### Short problem
Please print exactly the lines running from the one that contains "Where can you see the soap" to the end of the data, with both lines included.

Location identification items
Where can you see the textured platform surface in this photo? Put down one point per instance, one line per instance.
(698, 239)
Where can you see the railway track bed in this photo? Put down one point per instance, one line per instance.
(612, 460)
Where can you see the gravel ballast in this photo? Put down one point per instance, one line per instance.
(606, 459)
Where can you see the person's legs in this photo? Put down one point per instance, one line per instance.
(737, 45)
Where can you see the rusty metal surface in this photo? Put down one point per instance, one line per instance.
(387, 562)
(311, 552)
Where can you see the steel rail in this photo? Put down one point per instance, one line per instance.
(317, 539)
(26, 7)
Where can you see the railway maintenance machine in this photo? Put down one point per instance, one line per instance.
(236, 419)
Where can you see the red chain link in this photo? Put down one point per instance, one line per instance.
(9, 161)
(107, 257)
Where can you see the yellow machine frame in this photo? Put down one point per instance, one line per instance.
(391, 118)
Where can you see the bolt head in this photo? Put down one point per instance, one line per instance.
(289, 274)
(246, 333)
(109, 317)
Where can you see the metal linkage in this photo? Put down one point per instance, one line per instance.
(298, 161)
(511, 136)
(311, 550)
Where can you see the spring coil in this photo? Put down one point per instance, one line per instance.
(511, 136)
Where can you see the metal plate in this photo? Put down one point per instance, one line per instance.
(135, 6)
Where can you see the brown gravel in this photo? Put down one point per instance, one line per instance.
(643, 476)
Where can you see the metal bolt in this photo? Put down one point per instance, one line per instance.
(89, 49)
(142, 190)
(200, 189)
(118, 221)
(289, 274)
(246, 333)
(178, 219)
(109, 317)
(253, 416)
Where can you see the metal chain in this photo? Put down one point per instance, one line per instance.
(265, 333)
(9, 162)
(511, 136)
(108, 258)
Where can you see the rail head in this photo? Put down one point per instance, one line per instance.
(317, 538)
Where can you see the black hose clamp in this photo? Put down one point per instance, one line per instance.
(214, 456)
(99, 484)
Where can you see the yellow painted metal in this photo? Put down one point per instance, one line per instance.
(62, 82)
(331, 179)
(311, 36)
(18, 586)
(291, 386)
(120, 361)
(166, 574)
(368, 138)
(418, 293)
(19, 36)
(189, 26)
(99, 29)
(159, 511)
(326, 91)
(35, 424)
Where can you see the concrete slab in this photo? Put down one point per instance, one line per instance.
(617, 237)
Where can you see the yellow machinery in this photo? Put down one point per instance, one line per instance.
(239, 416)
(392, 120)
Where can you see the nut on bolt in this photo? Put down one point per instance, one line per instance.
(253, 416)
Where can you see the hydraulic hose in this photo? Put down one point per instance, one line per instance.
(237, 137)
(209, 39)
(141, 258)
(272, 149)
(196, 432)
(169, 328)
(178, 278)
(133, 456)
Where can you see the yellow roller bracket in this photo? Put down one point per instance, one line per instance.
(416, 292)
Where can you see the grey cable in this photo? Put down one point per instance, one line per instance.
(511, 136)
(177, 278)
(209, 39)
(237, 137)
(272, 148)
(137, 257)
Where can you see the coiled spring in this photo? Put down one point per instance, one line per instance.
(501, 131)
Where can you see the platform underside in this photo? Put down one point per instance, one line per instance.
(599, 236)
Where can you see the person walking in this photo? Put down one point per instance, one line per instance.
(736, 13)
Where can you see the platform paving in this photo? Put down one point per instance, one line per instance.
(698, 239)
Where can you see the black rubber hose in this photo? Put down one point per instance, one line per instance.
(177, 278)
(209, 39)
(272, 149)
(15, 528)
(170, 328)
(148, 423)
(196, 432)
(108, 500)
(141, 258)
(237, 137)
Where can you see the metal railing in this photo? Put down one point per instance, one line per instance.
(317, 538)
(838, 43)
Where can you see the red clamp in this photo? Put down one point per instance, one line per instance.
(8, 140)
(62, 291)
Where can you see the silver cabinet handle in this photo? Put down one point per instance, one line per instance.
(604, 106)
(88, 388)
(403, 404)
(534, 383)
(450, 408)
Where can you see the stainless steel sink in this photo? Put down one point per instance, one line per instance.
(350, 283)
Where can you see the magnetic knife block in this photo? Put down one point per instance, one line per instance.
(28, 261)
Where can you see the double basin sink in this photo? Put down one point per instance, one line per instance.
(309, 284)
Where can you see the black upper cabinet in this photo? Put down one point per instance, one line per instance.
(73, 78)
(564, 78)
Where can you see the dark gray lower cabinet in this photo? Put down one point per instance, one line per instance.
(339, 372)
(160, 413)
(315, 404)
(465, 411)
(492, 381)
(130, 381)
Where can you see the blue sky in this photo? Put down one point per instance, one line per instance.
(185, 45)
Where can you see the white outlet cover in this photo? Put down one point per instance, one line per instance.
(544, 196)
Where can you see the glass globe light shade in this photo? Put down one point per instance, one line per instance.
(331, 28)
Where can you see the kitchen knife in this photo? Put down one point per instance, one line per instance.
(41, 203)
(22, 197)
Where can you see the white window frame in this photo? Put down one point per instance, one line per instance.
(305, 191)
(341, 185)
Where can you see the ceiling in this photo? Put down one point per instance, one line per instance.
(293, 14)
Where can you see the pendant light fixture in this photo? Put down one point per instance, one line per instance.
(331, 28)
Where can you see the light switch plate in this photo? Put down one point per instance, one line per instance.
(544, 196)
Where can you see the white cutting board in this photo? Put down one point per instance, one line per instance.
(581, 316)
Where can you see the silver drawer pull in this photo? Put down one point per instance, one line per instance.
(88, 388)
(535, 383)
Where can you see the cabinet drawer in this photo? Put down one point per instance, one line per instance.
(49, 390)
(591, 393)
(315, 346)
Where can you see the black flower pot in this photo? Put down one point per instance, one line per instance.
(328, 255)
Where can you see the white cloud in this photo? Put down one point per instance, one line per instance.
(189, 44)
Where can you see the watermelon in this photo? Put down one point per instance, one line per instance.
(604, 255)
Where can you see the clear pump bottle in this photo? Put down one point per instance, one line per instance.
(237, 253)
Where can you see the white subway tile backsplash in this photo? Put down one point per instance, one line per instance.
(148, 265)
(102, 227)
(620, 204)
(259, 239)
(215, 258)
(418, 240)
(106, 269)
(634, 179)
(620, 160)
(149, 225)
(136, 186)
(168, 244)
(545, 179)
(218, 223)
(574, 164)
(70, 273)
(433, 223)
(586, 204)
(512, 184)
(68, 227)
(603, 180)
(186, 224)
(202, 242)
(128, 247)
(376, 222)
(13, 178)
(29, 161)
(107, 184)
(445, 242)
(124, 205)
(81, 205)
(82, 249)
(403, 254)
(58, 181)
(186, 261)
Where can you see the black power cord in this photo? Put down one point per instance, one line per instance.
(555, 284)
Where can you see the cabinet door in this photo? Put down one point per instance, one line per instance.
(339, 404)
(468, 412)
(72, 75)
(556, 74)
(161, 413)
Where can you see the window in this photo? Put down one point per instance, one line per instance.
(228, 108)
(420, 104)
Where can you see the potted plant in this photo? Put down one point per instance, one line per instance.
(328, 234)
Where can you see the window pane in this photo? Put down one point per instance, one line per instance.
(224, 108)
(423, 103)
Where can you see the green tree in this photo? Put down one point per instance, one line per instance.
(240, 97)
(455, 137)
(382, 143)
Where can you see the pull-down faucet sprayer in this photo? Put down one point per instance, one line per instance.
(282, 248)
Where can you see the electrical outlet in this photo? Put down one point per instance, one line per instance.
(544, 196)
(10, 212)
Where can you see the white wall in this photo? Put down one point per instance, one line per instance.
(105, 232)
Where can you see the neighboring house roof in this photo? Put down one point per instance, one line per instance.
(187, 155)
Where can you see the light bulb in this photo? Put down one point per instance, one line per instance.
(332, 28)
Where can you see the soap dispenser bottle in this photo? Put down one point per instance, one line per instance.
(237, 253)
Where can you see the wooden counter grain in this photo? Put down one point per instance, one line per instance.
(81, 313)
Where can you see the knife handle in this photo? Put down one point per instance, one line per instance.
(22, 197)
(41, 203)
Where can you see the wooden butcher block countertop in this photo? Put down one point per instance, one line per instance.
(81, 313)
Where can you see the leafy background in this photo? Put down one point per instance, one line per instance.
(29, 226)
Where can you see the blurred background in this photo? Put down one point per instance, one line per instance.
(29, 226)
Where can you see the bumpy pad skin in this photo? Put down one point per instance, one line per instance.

### Answer
Where can you see the soap dispenser bottle in this photo? Put down one point per instance, one line per instance.
(237, 253)
Where can you see the wooden counter grain in this photo? Put down one point per instance, one line per instance.
(81, 313)
Where can you see the knife handle in this photo? Put down one point per instance, one line per instance.
(22, 197)
(41, 203)
Where can you see the wooden butcher block countertop in this photo? Put down one point per instance, one line per instance.
(81, 313)
Where can you see the leafy background in this photo? Put down one point per instance, one line per instance.
(29, 226)
Where can you see the blurred background in this photo? Put down one point per instance, one line per instance.
(29, 226)
Where can you see the bumpy pad skin in this photo? Put down one point per instance, one line per instance.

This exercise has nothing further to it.